▶ OBJECTIVE
Give the full listing below as a JSON list of strings, one per line, with blank lines skipped and the pictures omitted.

▶ Some records
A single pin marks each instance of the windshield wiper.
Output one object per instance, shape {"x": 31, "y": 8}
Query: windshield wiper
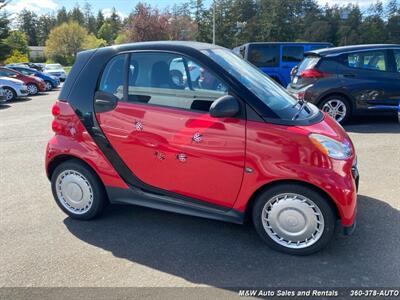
{"x": 303, "y": 104}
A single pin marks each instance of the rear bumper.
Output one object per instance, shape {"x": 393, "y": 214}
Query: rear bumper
{"x": 349, "y": 230}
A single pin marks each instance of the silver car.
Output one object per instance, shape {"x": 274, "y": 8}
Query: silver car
{"x": 13, "y": 88}
{"x": 55, "y": 70}
{"x": 2, "y": 98}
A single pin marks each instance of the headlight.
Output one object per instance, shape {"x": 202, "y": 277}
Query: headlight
{"x": 331, "y": 147}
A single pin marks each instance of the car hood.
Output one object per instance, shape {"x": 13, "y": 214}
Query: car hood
{"x": 5, "y": 80}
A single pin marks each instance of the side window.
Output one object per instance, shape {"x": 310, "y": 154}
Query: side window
{"x": 112, "y": 79}
{"x": 264, "y": 55}
{"x": 172, "y": 80}
{"x": 370, "y": 60}
{"x": 292, "y": 53}
{"x": 396, "y": 53}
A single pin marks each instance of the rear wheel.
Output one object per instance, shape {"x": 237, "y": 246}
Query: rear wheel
{"x": 78, "y": 191}
{"x": 9, "y": 94}
{"x": 337, "y": 107}
{"x": 294, "y": 219}
{"x": 32, "y": 89}
{"x": 49, "y": 86}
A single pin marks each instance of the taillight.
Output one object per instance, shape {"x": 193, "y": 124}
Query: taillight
{"x": 312, "y": 73}
{"x": 56, "y": 126}
{"x": 55, "y": 110}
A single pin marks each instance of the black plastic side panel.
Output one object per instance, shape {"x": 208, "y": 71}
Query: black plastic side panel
{"x": 138, "y": 197}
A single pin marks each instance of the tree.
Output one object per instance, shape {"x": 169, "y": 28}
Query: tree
{"x": 91, "y": 42}
{"x": 76, "y": 15}
{"x": 27, "y": 22}
{"x": 107, "y": 33}
{"x": 147, "y": 24}
{"x": 99, "y": 20}
{"x": 62, "y": 16}
{"x": 5, "y": 50}
{"x": 45, "y": 24}
{"x": 17, "y": 41}
{"x": 182, "y": 28}
{"x": 65, "y": 41}
{"x": 90, "y": 20}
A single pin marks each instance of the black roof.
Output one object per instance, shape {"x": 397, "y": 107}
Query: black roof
{"x": 286, "y": 43}
{"x": 161, "y": 45}
{"x": 345, "y": 49}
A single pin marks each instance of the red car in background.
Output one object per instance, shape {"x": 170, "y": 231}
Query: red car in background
{"x": 34, "y": 84}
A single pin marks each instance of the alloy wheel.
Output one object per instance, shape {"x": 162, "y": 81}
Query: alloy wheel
{"x": 48, "y": 86}
{"x": 8, "y": 94}
{"x": 336, "y": 108}
{"x": 74, "y": 192}
{"x": 32, "y": 89}
{"x": 292, "y": 220}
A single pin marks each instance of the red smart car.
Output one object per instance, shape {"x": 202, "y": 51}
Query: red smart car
{"x": 34, "y": 84}
{"x": 132, "y": 126}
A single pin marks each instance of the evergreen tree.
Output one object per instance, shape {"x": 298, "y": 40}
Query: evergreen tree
{"x": 27, "y": 22}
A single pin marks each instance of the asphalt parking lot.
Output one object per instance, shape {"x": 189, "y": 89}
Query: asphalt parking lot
{"x": 134, "y": 246}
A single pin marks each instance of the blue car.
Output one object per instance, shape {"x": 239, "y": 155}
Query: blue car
{"x": 50, "y": 81}
{"x": 277, "y": 59}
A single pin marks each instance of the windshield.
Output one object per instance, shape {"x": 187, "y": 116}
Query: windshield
{"x": 53, "y": 67}
{"x": 269, "y": 92}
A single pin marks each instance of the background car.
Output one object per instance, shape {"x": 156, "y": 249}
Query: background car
{"x": 55, "y": 70}
{"x": 351, "y": 80}
{"x": 50, "y": 80}
{"x": 13, "y": 88}
{"x": 277, "y": 59}
{"x": 34, "y": 84}
{"x": 2, "y": 97}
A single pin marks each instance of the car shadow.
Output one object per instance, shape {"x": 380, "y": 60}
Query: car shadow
{"x": 373, "y": 124}
{"x": 228, "y": 256}
{"x": 4, "y": 106}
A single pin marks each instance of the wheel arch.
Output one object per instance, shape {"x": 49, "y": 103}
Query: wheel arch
{"x": 275, "y": 183}
{"x": 337, "y": 93}
{"x": 10, "y": 88}
{"x": 59, "y": 159}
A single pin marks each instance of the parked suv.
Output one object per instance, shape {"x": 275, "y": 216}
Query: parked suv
{"x": 34, "y": 84}
{"x": 51, "y": 81}
{"x": 351, "y": 80}
{"x": 277, "y": 59}
{"x": 232, "y": 146}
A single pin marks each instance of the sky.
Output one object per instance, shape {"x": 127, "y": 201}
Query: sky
{"x": 124, "y": 7}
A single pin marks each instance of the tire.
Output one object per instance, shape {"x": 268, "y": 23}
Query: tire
{"x": 72, "y": 180}
{"x": 33, "y": 89}
{"x": 341, "y": 104}
{"x": 9, "y": 94}
{"x": 279, "y": 220}
{"x": 49, "y": 86}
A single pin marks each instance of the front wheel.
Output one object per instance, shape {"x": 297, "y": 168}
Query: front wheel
{"x": 9, "y": 94}
{"x": 294, "y": 219}
{"x": 32, "y": 89}
{"x": 337, "y": 107}
{"x": 78, "y": 191}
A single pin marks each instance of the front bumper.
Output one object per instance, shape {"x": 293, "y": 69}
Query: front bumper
{"x": 349, "y": 229}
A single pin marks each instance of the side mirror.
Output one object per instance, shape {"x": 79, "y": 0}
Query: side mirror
{"x": 225, "y": 106}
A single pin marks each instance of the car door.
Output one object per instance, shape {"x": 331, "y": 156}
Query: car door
{"x": 292, "y": 55}
{"x": 162, "y": 130}
{"x": 368, "y": 79}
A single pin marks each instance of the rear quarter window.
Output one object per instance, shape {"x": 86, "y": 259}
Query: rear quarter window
{"x": 292, "y": 53}
{"x": 264, "y": 55}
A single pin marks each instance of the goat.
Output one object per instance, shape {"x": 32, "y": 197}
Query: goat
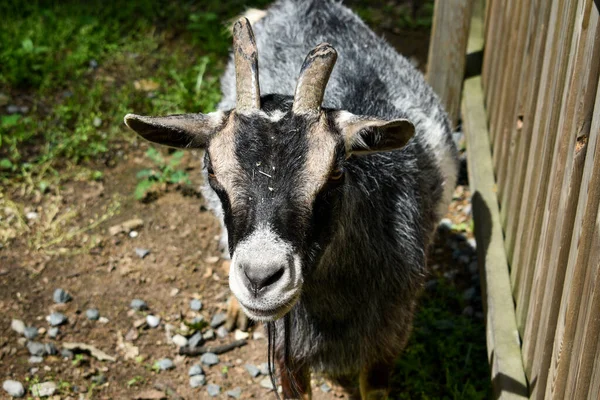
{"x": 329, "y": 198}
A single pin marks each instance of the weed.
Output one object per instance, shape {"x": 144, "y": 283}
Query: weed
{"x": 165, "y": 172}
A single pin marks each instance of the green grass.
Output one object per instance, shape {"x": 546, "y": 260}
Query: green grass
{"x": 446, "y": 355}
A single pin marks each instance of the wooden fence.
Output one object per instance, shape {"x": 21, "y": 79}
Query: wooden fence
{"x": 532, "y": 121}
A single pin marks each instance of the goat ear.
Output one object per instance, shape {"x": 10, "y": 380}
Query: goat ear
{"x": 365, "y": 135}
{"x": 182, "y": 131}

▶ SOLUTION TO THE PROBLEM
[
  "A single pin marks each instance of the windshield wiper.",
  "Output one object per instance, shape {\"x\": 31, \"y\": 8}",
  "Query: windshield wiper",
  "{\"x\": 303, \"y\": 104}",
  "A single pin marks each instance of the rear bumper.",
  "Output one object per instance, shape {\"x\": 393, \"y\": 214}",
  "Query: rear bumper",
  "{\"x\": 349, \"y\": 230}",
  "A single pin marks each instance of the silver car.",
  "Output one object per instance, shape {\"x\": 274, \"y\": 8}",
  "Query: silver car",
  "{\"x\": 13, \"y\": 88}",
  "{\"x\": 55, \"y\": 70}",
  "{\"x\": 2, \"y\": 98}",
  "A single pin marks each instance of the headlight.",
  "Output one object per instance, shape {\"x\": 202, \"y\": 277}",
  "Query: headlight",
  "{\"x\": 331, \"y\": 147}",
  "A single pin marks each instance of the car hood.",
  "Output one object per instance, shape {\"x\": 13, \"y\": 214}",
  "Query: car hood",
  "{\"x\": 5, \"y\": 80}",
  "A single pin marks each instance of the side window.",
  "Output one object per instance, shape {\"x\": 310, \"y\": 154}",
  "Query: side window",
  "{\"x\": 112, \"y\": 79}",
  "{\"x\": 264, \"y\": 55}",
  "{\"x\": 172, \"y\": 80}",
  "{\"x\": 370, \"y\": 60}",
  "{\"x\": 292, \"y\": 53}",
  "{\"x\": 396, \"y\": 53}",
  "A single pin marks each instance of the rear wheel.",
  "Output one object per instance, shape {\"x\": 237, \"y\": 246}",
  "Query: rear wheel",
  "{\"x\": 78, \"y\": 191}",
  "{\"x\": 9, \"y\": 94}",
  "{\"x\": 337, \"y\": 107}",
  "{\"x\": 294, \"y\": 219}",
  "{\"x\": 32, \"y\": 89}",
  "{\"x\": 49, \"y\": 86}",
  "A single pin marks each instance of the taillight.",
  "Output one object per instance, shape {\"x\": 193, \"y\": 124}",
  "Query: taillight",
  "{\"x\": 312, \"y\": 73}",
  "{\"x\": 56, \"y\": 126}",
  "{\"x\": 55, \"y\": 110}",
  "A single pin marks each instance of the black plastic side panel.",
  "Output one object per instance, shape {\"x\": 208, \"y\": 71}",
  "Query: black plastic side panel",
  "{\"x\": 138, \"y\": 197}",
  "A single pin marks each instance of the tree.",
  "Output one object per instance, shape {\"x\": 169, \"y\": 28}",
  "Query: tree",
  "{\"x\": 91, \"y\": 42}",
  "{\"x\": 76, \"y\": 15}",
  "{\"x\": 27, \"y\": 22}",
  "{\"x\": 107, \"y\": 33}",
  "{\"x\": 147, \"y\": 24}",
  "{\"x\": 99, \"y\": 20}",
  "{\"x\": 62, \"y\": 16}",
  "{\"x\": 5, \"y\": 50}",
  "{\"x\": 45, \"y\": 24}",
  "{\"x\": 17, \"y\": 41}",
  "{\"x\": 182, \"y\": 28}",
  "{\"x\": 65, \"y\": 41}",
  "{\"x\": 90, \"y\": 20}",
  "A single pin marks each instance of the black roof.",
  "Output one object per instance, shape {\"x\": 397, \"y\": 107}",
  "Query: black roof",
  "{\"x\": 286, \"y\": 43}",
  "{\"x\": 161, \"y\": 45}",
  "{\"x\": 345, \"y\": 49}",
  "A single pin marks each instance of the red car in background.",
  "Output one object per instance, shape {\"x\": 170, \"y\": 231}",
  "Query: red car in background",
  "{\"x\": 34, \"y\": 84}",
  "A single pin marks each instance of the alloy wheel.",
  "Output one object per instance, shape {\"x\": 162, \"y\": 81}",
  "Query: alloy wheel",
  "{\"x\": 48, \"y\": 86}",
  "{\"x\": 8, \"y\": 94}",
  "{\"x\": 336, \"y\": 108}",
  "{\"x\": 74, \"y\": 192}",
  "{\"x\": 32, \"y\": 89}",
  "{\"x\": 292, \"y\": 220}",
  "A single pin marks each instance of the red smart car.",
  "Output one object per instance, shape {\"x\": 202, \"y\": 51}",
  "Query: red smart car",
  "{\"x\": 34, \"y\": 84}",
  "{\"x\": 132, \"y\": 126}",
  "A single pin marks each instance of the evergreen tree.",
  "Output one object per instance, shape {\"x\": 298, \"y\": 40}",
  "Query: evergreen tree",
  "{\"x\": 27, \"y\": 22}",
  "A single pin marks each instance of the asphalt parking lot.",
  "Output one object per instance, shape {\"x\": 189, \"y\": 89}",
  "Query: asphalt parking lot",
  "{\"x\": 134, \"y\": 246}",
  "A single pin marks each instance of the blue car.",
  "Output one object per instance, shape {\"x\": 239, \"y\": 155}",
  "Query: blue car",
  "{\"x\": 50, \"y\": 81}",
  "{\"x\": 277, \"y\": 59}",
  "A single pin marks each instance of the windshield.",
  "Output one object per instance, shape {\"x\": 187, \"y\": 116}",
  "Query: windshield",
  "{\"x\": 53, \"y\": 67}",
  "{\"x\": 269, \"y\": 92}",
  "A single pin marks each instance of the background car.",
  "Output one object per instance, shape {\"x\": 156, \"y\": 249}",
  "Query: background car",
  "{\"x\": 55, \"y\": 70}",
  "{\"x\": 351, \"y\": 80}",
  "{\"x\": 50, \"y\": 80}",
  "{\"x\": 13, \"y\": 88}",
  "{\"x\": 277, \"y\": 59}",
  "{\"x\": 34, \"y\": 84}",
  "{\"x\": 2, \"y\": 97}",
  "A single pin marks each instance of the car shadow.",
  "Output one object per instance, shape {\"x\": 380, \"y\": 60}",
  "Query: car shadow",
  "{\"x\": 373, \"y\": 124}",
  "{\"x\": 228, \"y\": 256}",
  "{\"x\": 4, \"y\": 106}",
  "A single pin marks each instance of the wheel arch.",
  "Output one object per instance, shape {\"x\": 49, \"y\": 103}",
  "Query: wheel arch",
  "{\"x\": 275, \"y\": 183}",
  "{\"x\": 337, \"y\": 93}",
  "{\"x\": 10, \"y\": 88}",
  "{\"x\": 59, \"y\": 159}",
  "A single pin marks each instance of the parked suv.",
  "Output one object per instance, shape {\"x\": 275, \"y\": 216}",
  "Query: parked suv",
  "{\"x\": 34, \"y\": 84}",
  "{\"x\": 51, \"y\": 81}",
  "{\"x\": 351, \"y\": 80}",
  "{\"x\": 277, \"y\": 59}",
  "{\"x\": 232, \"y\": 146}",
  "A single pin marks each instance of the sky.",
  "Output one object per instance, shape {\"x\": 127, \"y\": 201}",
  "Query: sky",
  "{\"x\": 124, \"y\": 7}",
  "A single pin marks each instance of the tire.",
  "Output one object per instance, shape {\"x\": 268, \"y\": 23}",
  "Query: tire",
  "{\"x\": 72, \"y\": 180}",
  "{\"x\": 33, \"y\": 89}",
  "{\"x\": 341, \"y\": 104}",
  "{\"x\": 9, \"y\": 94}",
  "{\"x\": 279, \"y\": 220}",
  "{\"x\": 49, \"y\": 86}",
  "A single pin marks each instance of the front wheel.",
  "Output one object per instance, shape {\"x\": 297, \"y\": 168}",
  "Query: front wheel",
  "{\"x\": 9, \"y\": 94}",
  "{\"x\": 294, \"y\": 219}",
  "{\"x\": 32, \"y\": 89}",
  "{\"x\": 337, \"y\": 107}",
  "{\"x\": 78, \"y\": 191}",
  "A single pin marks each instance of the front bumper.",
  "Output one object per instance, shape {\"x\": 293, \"y\": 69}",
  "Query: front bumper",
  "{\"x\": 349, \"y\": 229}",
  "A single pin marks each instance of the side mirror.",
  "Output one object per instance, shape {\"x\": 79, \"y\": 0}",
  "Query: side mirror",
  "{\"x\": 225, \"y\": 106}",
  "A single pin marks each instance of the car door.",
  "Output one object per instance, shape {\"x\": 331, \"y\": 156}",
  "Query: car door",
  "{\"x\": 292, \"y\": 55}",
  "{\"x\": 162, \"y\": 130}",
  "{\"x\": 368, \"y\": 79}",
  "A single pin marks each instance of the rear quarter window.",
  "Output one object per instance, shape {\"x\": 86, \"y\": 259}",
  "Query: rear quarter window",
  "{\"x\": 292, \"y\": 53}",
  "{\"x\": 264, \"y\": 55}",
  "A single pin marks each instance of the goat.",
  "Output one object per instance, shape {\"x\": 32, \"y\": 197}",
  "Query: goat",
  "{\"x\": 329, \"y\": 198}",
  "A single pin marks each instance of the weed.",
  "Output one object per instance, shape {\"x\": 144, \"y\": 283}",
  "Query: weed",
  "{\"x\": 165, \"y\": 172}",
  "A single pin marks each instance of the green grass.",
  "Output one object per instance, shape {\"x\": 546, \"y\": 260}",
  "Query: green grass",
  "{\"x\": 446, \"y\": 355}",
  "A single pin marks each instance of the wooden fence.",
  "Output one object per instance, shape {\"x\": 21, \"y\": 79}",
  "Query: wooden fence",
  "{\"x\": 532, \"y\": 121}",
  "A single pin marks each instance of the goat ear.",
  "Output one object per instance, shape {\"x\": 10, \"y\": 380}",
  "Query: goat ear",
  "{\"x\": 365, \"y\": 135}",
  "{\"x\": 182, \"y\": 131}"
]